** start of Given information **
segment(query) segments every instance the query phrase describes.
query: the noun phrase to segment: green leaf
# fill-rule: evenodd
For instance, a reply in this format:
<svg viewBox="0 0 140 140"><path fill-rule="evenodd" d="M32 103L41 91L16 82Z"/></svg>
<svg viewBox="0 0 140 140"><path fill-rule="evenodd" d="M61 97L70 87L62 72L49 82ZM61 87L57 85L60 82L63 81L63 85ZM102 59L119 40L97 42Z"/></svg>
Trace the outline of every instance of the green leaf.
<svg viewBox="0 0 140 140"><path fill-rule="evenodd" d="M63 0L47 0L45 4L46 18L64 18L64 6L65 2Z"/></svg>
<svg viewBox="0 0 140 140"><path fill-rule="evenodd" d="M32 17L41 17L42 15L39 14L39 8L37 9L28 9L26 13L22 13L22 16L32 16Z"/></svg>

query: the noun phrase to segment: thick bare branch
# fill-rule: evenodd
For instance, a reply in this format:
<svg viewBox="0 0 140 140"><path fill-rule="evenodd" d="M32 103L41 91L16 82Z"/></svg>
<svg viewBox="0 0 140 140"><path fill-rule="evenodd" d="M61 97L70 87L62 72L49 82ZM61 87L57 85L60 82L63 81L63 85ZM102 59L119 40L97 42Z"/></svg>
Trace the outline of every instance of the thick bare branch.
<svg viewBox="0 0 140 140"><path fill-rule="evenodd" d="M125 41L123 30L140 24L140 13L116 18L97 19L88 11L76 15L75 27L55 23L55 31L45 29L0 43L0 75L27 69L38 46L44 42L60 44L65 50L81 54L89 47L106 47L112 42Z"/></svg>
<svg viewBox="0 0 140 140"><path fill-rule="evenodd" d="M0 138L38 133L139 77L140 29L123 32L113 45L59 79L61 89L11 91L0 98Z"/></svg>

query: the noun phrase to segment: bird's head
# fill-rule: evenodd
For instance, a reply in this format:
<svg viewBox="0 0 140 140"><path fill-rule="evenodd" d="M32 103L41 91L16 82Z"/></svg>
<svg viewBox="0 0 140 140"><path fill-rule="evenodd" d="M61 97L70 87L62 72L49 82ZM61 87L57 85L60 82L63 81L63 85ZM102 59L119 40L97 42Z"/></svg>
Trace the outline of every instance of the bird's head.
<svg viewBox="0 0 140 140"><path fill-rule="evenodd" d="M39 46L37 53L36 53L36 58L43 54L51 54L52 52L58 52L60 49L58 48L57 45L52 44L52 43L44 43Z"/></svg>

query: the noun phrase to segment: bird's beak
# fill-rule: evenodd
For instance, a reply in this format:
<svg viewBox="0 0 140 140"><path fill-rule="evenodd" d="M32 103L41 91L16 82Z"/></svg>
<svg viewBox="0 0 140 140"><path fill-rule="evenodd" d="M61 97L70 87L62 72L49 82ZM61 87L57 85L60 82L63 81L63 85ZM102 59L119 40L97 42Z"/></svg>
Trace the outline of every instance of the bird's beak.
** end of Given information **
Problem statement
Please write out all of the records above verbatim.

Output for this task
segment(query) segments every instance the query phrase describes.
query: the noun phrase to segment: green leaf
# fill-rule: evenodd
For instance, a reply in this format:
<svg viewBox="0 0 140 140"><path fill-rule="evenodd" d="M32 103L41 91L16 82Z"/></svg>
<svg viewBox="0 0 140 140"><path fill-rule="evenodd" d="M61 97L70 87L62 72L49 82ZM61 87L57 85L60 82L63 81L63 85ZM102 59L119 40L97 42Z"/></svg>
Trace the outline of every instance of the green leaf.
<svg viewBox="0 0 140 140"><path fill-rule="evenodd" d="M63 0L47 0L45 4L46 18L64 18L64 6L65 2Z"/></svg>
<svg viewBox="0 0 140 140"><path fill-rule="evenodd" d="M32 17L41 17L42 15L39 14L39 8L37 9L28 9L26 13L22 13L22 16L32 16Z"/></svg>

query: the noun phrase to segment: thick bare branch
# fill-rule: evenodd
For instance, a reply in this format:
<svg viewBox="0 0 140 140"><path fill-rule="evenodd" d="M32 103L41 91L16 82Z"/></svg>
<svg viewBox="0 0 140 140"><path fill-rule="evenodd" d="M61 97L70 87L62 72L49 82ZM61 87L57 85L60 82L63 81L63 85ZM102 59L119 40L97 42Z"/></svg>
Trace the outline of every instance of the thick bare branch.
<svg viewBox="0 0 140 140"><path fill-rule="evenodd" d="M125 41L123 30L140 24L140 13L116 18L97 19L88 11L76 15L75 27L55 23L55 31L45 29L0 43L0 75L27 69L38 46L44 42L60 44L65 50L81 54L89 47L106 47L112 42Z"/></svg>
<svg viewBox="0 0 140 140"><path fill-rule="evenodd" d="M0 138L38 133L139 77L140 29L123 32L113 45L59 79L61 89L11 91L0 98Z"/></svg>

query: the noun phrase to segment: bird's head
# fill-rule: evenodd
For instance, a reply in this format:
<svg viewBox="0 0 140 140"><path fill-rule="evenodd" d="M32 103L41 91L16 82Z"/></svg>
<svg viewBox="0 0 140 140"><path fill-rule="evenodd" d="M61 97L70 87L62 72L49 82ZM61 87L57 85L60 82L63 81L63 85ZM102 59L119 40L97 42Z"/></svg>
Trace the outline of every instance of the bird's head.
<svg viewBox="0 0 140 140"><path fill-rule="evenodd" d="M39 46L37 53L36 53L36 58L43 54L51 54L52 52L58 52L60 49L58 48L57 45L52 44L52 43L44 43Z"/></svg>

query: the noun phrase to segment: bird's beak
# fill-rule: evenodd
For instance, a reply in this format:
<svg viewBox="0 0 140 140"><path fill-rule="evenodd" d="M32 103L41 91L16 82Z"/></svg>
<svg viewBox="0 0 140 140"><path fill-rule="evenodd" d="M61 97L70 87L62 72L49 82ZM61 87L57 85L60 82L63 81L63 85ZM102 59L119 40L97 42Z"/></svg>
Trace the outline of every instance of the bird's beak.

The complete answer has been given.